**PROBLEM STATEMENT**
Lay out every line of the items below as a Markdown table with two columns, Row for the row number and Entry for the line, and skip blank lines. Leave the pictures out.

═══ INFORMATION GIVEN

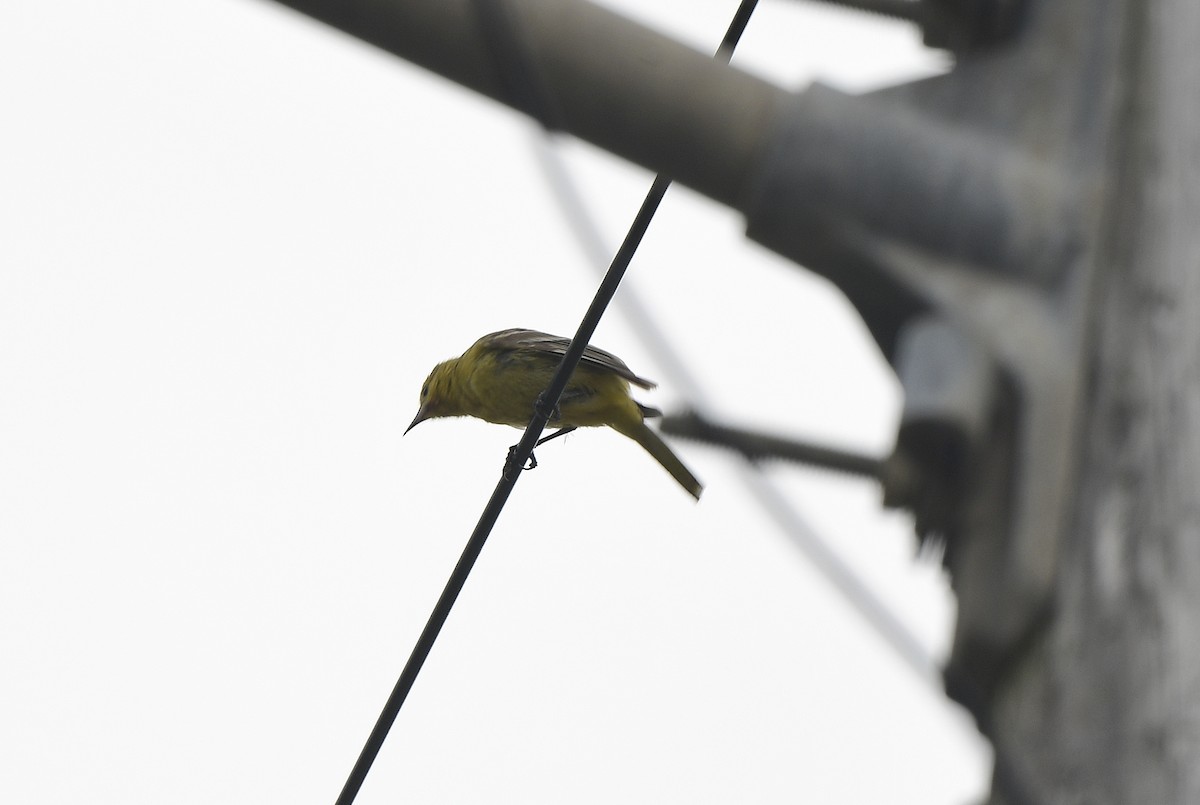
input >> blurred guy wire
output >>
[532,130,942,692]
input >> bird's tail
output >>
[622,422,704,500]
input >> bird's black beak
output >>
[401,404,432,435]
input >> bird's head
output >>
[404,358,461,433]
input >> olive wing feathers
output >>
[478,328,654,389]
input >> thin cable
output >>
[533,70,943,693]
[337,0,757,805]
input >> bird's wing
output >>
[479,328,654,389]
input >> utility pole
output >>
[262,0,1200,805]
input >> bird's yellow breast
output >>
[457,348,642,428]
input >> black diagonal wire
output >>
[337,0,757,805]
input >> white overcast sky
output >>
[0,0,990,805]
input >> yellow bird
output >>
[404,329,703,500]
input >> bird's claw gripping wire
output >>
[504,425,576,477]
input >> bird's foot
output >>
[504,444,538,479]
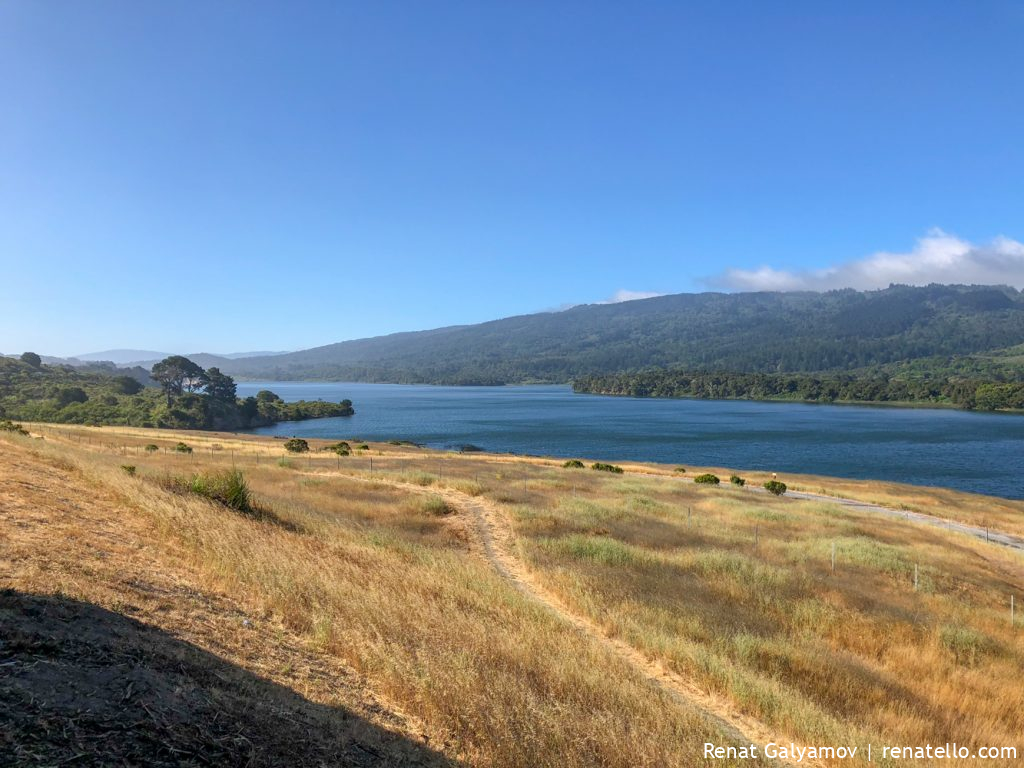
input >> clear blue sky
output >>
[0,0,1024,354]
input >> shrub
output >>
[111,376,143,394]
[160,467,262,517]
[939,624,992,667]
[57,387,89,408]
[285,437,309,454]
[423,496,455,516]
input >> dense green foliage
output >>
[220,286,1024,384]
[572,370,1024,411]
[0,357,354,429]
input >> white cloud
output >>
[594,288,665,304]
[713,229,1024,291]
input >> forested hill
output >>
[222,286,1024,384]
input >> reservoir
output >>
[239,382,1024,499]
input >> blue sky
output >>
[0,0,1024,354]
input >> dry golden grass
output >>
[6,429,753,767]
[8,426,1024,766]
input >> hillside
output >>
[219,286,1024,384]
[0,424,1024,768]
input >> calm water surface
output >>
[239,382,1024,499]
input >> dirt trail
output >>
[330,472,818,766]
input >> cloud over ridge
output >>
[713,229,1024,291]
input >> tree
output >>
[111,376,143,394]
[57,387,89,408]
[150,354,208,406]
[285,437,309,454]
[206,368,237,403]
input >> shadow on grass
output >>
[0,590,458,768]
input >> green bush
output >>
[56,387,89,408]
[0,419,29,434]
[285,437,309,454]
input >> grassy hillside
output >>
[0,425,1024,767]
[222,286,1024,384]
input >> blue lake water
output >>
[239,382,1024,499]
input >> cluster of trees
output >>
[572,370,1024,411]
[0,352,354,429]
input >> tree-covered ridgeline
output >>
[220,285,1024,385]
[0,352,355,430]
[572,370,1024,411]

══════

**EXERCISE SOLUTION**
| Row | Entry |
|---|---|
| 1 | input >> blurred guy wire |
| 2 | output >> |
| 3 | [532,130,942,692] |
| 4 | input >> bird's tail |
| 5 | output >> |
| 6 | [622,422,704,500] |
| 7 | input >> bird's black beak |
| 8 | output >> |
| 9 | [401,404,432,435] |
| 10 | input >> bird's head |
| 11 | output >> |
| 12 | [404,358,461,433] |
| 13 | input >> olive wing feathers |
| 14 | output >> |
| 15 | [478,328,654,389] |
| 16 | input >> thin cable |
| 17 | output >> |
| 18 | [533,70,943,693] |
| 19 | [337,0,757,805] |
| 20 | input >> bird's wing |
| 21 | output >> |
| 22 | [479,328,654,389] |
| 23 | input >> utility pole |
| 24 | output >> |
| 25 | [262,0,1200,805] |
| 26 | input >> bird's yellow breast |
| 27 | output >> |
| 28 | [457,348,642,428] |
| 29 | input >> black diagonal wire |
| 30 | output >> |
| 31 | [337,0,757,805] |
| 32 | input >> white overcast sky |
| 33 | output >> |
| 34 | [0,0,990,805] |
| 35 | input >> yellow bird |
| 36 | output >> |
| 37 | [404,329,703,500] |
| 38 | input >> bird's claw gripping wire |
| 39 | output >> |
| 40 | [504,425,576,477] |
| 41 | input >> bird's foot |
| 42 | output >> |
| 43 | [504,444,538,479] |
| 44 | input >> clear blue sky |
| 45 | output >> |
| 46 | [0,0,1024,354] |
| 47 | input >> shrub |
| 48 | output >> |
| 49 | [111,376,143,394] |
| 50 | [160,467,262,517] |
| 51 | [939,624,992,667] |
| 52 | [57,387,89,408] |
| 53 | [285,437,309,454] |
| 54 | [423,496,455,516] |
| 55 | input >> dense green foliage |
| 56 | output >> |
| 57 | [220,286,1024,384] |
| 58 | [572,370,1024,411] |
| 59 | [0,357,354,429] |
| 60 | input >> white cloud |
| 61 | output >> |
| 62 | [594,288,665,304] |
| 63 | [713,229,1024,291] |
| 64 | input >> forested hill |
| 65 | output >> |
| 66 | [222,286,1024,384] |
| 67 | input >> reservoir |
| 68 | output >> |
| 69 | [239,382,1024,499] |
| 70 | input >> blue sky |
| 71 | output >> |
| 72 | [0,0,1024,354] |
| 73 | input >> dry golden grass |
| 74 | output >> |
| 75 | [6,429,753,767] |
| 76 | [8,426,1024,766] |
| 77 | input >> hillside |
| 78 | output >> |
| 79 | [219,286,1024,384] |
| 80 | [0,424,1024,768] |
| 81 | input >> calm water surface |
| 82 | output >> |
| 83 | [239,382,1024,499] |
| 84 | input >> dirt trail |
| 85 | output >> |
| 86 | [330,472,818,766] |
| 87 | input >> cloud over ridge |
| 88 | output >> |
| 89 | [713,229,1024,291] |
| 90 | input >> tree |
| 91 | output >> |
| 92 | [111,376,143,394] |
| 93 | [57,387,89,408] |
| 94 | [150,354,208,406] |
| 95 | [285,437,309,454] |
| 96 | [206,368,237,403] |
| 97 | input >> shadow on grass |
| 98 | output >> |
| 99 | [0,590,458,768] |
| 100 | input >> green bush |
| 101 | output >> |
| 102 | [56,387,89,408] |
| 103 | [0,419,29,434] |
| 104 | [285,437,309,454] |
| 105 | input >> grassy hillside |
| 106 | output >> |
| 107 | [0,425,1024,767] |
| 108 | [222,286,1024,384] |
| 109 | input >> blue lake water |
| 110 | output >> |
| 111 | [239,382,1024,499] |
| 112 | input >> cluster of trees |
| 113 | output >> |
| 114 | [572,370,1024,411] |
| 115 | [0,352,354,429] |
| 116 | input >> tree-covered ridgeline |
| 117 | output >> |
| 118 | [220,285,1024,385] |
| 119 | [0,352,355,430] |
| 120 | [572,370,1024,411] |